# START OF TASK MATERIAL

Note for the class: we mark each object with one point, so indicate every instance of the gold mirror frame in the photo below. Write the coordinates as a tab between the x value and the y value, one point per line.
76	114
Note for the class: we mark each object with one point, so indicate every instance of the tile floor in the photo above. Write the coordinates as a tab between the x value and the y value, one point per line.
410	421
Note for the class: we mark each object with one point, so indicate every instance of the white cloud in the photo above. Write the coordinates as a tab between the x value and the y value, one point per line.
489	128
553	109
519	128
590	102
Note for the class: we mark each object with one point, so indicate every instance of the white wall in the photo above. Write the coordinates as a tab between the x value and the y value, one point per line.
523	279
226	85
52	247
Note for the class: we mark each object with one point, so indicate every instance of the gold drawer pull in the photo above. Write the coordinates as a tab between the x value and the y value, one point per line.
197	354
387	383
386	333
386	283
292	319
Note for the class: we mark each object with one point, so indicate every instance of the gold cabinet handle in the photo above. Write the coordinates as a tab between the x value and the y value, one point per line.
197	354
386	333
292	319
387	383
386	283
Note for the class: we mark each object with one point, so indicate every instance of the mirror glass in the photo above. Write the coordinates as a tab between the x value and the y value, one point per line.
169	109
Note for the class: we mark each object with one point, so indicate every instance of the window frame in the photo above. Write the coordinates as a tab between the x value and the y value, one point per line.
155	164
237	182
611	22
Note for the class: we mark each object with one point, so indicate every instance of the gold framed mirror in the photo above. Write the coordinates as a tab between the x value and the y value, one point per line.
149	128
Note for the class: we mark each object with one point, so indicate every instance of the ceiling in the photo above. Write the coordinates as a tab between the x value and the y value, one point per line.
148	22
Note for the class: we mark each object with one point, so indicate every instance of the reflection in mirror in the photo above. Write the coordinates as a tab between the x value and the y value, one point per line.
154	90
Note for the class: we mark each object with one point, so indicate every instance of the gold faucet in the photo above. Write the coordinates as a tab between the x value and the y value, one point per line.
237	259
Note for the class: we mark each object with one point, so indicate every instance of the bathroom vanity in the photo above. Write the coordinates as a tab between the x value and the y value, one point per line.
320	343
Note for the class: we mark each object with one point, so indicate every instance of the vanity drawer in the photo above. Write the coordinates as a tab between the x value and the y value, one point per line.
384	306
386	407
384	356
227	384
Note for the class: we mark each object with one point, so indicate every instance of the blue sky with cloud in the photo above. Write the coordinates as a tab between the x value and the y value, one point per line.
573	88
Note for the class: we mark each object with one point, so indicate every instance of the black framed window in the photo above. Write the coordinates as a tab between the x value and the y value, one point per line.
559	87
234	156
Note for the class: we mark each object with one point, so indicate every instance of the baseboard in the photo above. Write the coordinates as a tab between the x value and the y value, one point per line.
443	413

# END OF TASK MATERIAL
# START OF TASK MATERIAL

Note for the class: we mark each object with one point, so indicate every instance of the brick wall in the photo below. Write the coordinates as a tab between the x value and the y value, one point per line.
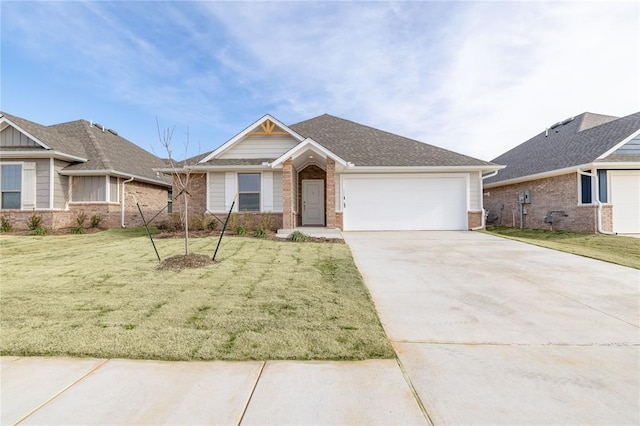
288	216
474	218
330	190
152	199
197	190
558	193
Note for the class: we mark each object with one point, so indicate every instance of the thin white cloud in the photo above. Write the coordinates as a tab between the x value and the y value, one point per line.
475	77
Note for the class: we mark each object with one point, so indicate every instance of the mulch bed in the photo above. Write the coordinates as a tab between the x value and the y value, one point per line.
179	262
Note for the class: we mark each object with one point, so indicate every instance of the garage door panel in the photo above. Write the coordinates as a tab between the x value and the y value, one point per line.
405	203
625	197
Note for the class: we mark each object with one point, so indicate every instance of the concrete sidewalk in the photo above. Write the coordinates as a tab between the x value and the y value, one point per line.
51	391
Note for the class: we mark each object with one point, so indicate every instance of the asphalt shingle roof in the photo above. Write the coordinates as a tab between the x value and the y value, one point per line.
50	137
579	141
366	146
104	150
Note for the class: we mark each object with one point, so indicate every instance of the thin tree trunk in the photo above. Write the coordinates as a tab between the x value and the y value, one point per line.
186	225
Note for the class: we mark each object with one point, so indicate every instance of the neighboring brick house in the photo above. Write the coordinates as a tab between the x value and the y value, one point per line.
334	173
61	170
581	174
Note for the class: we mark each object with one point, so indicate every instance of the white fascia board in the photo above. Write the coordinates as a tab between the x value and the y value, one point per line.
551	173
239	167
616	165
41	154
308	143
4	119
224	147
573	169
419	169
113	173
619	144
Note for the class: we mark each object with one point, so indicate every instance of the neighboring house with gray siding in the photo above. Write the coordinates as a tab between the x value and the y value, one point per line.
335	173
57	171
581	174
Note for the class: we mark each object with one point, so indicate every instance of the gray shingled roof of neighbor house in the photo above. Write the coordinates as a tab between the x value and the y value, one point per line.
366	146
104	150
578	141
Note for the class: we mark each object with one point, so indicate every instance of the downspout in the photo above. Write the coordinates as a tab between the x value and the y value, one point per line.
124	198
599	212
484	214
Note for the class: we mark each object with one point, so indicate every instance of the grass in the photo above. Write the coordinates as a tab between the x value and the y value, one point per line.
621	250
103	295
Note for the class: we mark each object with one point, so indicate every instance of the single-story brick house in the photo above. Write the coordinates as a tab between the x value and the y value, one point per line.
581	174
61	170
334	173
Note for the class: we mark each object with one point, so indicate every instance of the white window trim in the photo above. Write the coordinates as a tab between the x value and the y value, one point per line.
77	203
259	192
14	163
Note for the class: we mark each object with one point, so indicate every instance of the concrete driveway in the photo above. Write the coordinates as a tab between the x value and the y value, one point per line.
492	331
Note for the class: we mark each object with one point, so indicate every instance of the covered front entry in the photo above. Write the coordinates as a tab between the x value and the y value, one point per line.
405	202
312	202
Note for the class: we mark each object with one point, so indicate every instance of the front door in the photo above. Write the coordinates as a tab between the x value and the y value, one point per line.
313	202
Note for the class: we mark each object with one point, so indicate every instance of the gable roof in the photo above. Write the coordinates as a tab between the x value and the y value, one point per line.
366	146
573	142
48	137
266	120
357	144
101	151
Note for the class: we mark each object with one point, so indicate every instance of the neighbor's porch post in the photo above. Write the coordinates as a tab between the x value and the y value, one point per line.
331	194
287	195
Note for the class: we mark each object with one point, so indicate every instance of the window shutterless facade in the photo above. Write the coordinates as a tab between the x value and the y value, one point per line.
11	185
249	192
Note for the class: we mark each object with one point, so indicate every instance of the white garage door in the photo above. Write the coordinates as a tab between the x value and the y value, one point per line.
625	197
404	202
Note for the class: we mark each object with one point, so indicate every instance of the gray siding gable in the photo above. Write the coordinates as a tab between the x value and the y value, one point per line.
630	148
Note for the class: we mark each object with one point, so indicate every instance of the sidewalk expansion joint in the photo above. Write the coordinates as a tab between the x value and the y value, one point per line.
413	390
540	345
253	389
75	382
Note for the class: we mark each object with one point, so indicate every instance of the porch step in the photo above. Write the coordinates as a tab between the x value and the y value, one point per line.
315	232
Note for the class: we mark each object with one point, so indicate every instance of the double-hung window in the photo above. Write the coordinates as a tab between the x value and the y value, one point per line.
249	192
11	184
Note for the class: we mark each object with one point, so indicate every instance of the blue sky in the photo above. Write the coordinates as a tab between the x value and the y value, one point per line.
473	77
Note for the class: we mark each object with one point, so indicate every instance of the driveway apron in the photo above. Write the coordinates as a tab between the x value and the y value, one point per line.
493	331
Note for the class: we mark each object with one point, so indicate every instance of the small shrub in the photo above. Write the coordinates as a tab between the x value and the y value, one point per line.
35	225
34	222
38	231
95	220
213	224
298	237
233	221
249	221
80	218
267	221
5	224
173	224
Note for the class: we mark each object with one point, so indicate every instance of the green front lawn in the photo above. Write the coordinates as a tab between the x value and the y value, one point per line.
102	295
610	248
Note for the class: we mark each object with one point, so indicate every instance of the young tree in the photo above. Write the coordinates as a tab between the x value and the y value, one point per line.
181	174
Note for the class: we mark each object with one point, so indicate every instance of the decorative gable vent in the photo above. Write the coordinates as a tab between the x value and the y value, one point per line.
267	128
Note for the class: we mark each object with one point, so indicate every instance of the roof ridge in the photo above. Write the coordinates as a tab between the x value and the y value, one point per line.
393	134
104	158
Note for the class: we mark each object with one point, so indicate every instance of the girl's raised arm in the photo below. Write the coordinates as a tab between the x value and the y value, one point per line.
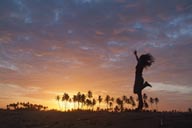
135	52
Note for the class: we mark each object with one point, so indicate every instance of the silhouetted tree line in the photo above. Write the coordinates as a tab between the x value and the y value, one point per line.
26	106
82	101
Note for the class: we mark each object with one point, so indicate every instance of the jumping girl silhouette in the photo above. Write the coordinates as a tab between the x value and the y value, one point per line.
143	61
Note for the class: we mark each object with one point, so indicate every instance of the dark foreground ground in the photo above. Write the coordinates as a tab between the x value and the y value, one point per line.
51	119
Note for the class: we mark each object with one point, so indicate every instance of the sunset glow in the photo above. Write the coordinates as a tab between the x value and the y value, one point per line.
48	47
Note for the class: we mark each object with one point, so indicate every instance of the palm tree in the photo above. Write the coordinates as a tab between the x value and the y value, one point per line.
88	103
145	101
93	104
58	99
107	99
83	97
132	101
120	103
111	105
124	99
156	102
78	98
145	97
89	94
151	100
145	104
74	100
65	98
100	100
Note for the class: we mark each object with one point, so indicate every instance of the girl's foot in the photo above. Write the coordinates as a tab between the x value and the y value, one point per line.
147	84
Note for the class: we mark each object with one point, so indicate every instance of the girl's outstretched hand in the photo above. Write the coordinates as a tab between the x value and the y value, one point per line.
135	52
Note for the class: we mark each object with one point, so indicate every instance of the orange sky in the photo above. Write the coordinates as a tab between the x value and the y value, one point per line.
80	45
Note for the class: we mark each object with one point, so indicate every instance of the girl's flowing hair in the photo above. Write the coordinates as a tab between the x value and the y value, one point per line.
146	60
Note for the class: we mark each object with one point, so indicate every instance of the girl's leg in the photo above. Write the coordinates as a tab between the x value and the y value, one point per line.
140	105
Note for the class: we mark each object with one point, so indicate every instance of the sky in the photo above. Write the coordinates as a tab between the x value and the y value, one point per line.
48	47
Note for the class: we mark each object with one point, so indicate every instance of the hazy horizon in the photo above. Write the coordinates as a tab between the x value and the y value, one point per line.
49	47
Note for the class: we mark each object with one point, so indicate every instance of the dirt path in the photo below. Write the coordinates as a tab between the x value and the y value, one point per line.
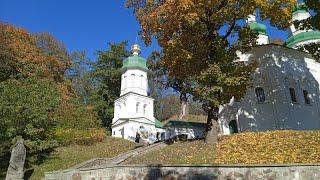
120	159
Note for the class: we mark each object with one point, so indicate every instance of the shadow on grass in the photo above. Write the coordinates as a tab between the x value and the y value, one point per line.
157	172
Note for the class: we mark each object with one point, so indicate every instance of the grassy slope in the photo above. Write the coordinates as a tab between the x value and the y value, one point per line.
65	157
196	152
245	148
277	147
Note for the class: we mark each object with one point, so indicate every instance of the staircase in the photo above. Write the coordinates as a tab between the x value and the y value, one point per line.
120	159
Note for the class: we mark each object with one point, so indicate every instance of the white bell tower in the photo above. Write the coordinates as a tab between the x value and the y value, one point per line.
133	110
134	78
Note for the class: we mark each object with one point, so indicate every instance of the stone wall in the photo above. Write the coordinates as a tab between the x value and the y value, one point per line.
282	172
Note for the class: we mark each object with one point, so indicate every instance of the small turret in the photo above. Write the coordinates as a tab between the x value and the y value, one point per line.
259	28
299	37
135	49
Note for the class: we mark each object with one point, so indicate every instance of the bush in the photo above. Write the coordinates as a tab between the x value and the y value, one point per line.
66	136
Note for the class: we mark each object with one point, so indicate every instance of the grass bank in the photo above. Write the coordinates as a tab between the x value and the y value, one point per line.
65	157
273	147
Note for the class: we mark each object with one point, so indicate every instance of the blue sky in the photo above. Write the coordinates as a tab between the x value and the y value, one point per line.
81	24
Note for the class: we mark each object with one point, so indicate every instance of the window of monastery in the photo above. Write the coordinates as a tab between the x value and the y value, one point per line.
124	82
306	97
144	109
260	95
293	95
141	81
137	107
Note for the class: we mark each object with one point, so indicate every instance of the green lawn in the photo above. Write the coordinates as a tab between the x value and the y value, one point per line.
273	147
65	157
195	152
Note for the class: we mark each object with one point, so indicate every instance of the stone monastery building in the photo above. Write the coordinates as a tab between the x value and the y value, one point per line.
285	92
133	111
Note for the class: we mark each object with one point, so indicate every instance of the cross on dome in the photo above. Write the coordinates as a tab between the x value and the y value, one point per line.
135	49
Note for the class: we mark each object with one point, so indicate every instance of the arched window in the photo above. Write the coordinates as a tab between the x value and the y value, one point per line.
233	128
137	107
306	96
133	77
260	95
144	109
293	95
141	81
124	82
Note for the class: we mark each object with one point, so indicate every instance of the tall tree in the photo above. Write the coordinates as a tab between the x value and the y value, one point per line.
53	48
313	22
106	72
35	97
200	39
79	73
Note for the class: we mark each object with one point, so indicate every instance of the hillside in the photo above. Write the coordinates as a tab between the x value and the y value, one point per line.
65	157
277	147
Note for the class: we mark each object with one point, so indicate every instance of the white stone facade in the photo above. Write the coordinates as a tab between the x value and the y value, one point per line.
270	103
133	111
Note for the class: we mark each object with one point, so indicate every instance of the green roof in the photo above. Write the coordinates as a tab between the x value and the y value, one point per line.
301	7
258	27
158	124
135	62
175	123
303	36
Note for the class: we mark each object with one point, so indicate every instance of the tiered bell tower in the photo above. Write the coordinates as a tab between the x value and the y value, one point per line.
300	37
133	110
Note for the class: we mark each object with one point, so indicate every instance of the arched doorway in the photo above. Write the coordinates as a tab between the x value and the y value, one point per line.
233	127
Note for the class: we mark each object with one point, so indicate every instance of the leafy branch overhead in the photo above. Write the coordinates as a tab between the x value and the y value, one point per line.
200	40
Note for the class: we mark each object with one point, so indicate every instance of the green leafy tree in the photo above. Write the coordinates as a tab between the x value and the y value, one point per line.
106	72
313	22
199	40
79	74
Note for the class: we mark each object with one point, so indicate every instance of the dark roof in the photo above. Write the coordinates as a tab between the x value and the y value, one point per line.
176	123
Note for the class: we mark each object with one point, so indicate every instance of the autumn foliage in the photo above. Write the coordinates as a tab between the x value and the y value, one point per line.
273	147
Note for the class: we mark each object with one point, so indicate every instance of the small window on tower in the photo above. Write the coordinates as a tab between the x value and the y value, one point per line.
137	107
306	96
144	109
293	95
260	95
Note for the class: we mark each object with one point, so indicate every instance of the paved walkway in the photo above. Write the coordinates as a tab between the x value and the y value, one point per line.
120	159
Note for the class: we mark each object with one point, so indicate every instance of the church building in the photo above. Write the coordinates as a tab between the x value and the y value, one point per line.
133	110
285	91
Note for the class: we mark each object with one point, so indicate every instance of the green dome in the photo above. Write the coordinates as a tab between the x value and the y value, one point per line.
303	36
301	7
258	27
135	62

# END OF TASK MATERIAL
# START OF TASK MATERIAL

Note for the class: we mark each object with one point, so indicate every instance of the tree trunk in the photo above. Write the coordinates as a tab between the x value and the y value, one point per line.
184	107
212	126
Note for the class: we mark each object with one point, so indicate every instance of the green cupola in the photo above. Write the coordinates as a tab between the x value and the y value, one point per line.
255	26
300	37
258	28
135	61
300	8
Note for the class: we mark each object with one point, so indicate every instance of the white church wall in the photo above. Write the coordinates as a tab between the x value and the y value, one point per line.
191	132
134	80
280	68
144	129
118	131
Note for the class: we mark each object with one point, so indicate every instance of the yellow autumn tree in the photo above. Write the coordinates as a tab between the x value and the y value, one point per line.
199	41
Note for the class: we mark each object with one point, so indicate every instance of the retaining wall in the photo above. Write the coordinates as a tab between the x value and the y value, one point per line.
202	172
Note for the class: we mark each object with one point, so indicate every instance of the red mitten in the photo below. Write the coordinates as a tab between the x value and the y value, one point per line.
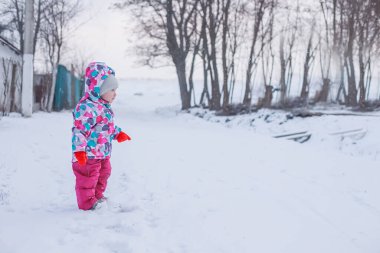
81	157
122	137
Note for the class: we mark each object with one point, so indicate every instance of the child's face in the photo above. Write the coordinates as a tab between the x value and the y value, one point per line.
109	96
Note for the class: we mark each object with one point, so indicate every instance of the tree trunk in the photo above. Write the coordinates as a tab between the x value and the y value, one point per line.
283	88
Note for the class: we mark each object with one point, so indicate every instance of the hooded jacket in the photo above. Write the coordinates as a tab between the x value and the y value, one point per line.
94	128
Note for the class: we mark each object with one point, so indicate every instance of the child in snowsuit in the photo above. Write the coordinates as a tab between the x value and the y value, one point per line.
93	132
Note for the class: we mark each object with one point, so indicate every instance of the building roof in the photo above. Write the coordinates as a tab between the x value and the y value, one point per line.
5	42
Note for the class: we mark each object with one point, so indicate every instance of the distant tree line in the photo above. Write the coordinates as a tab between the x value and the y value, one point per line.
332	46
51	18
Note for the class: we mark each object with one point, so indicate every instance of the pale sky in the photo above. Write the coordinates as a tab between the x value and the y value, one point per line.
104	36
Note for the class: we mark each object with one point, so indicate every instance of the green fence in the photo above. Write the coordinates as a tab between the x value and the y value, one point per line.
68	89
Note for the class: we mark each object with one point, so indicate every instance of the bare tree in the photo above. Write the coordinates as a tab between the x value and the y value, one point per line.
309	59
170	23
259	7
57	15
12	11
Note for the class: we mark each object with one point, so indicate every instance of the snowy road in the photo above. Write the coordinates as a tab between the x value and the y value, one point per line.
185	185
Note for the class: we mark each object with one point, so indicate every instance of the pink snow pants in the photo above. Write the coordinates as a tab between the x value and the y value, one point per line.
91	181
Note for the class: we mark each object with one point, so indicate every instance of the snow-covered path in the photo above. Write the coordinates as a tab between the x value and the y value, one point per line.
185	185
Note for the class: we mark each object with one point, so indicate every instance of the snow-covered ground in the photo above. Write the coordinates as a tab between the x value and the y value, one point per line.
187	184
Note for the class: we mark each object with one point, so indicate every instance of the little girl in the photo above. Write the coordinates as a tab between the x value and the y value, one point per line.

# END OF TASK MATERIAL

### EXERCISE DETAILS
List every line of the records above that contains the string "shrub", treating uppercase and lowercase as different.

### TASK ANSWER
Note for the class: we mark each object with one point, so indicate every instance of the small shrub in the photo above. Write the coordinates as a tab between the x value and the y value, one point per line.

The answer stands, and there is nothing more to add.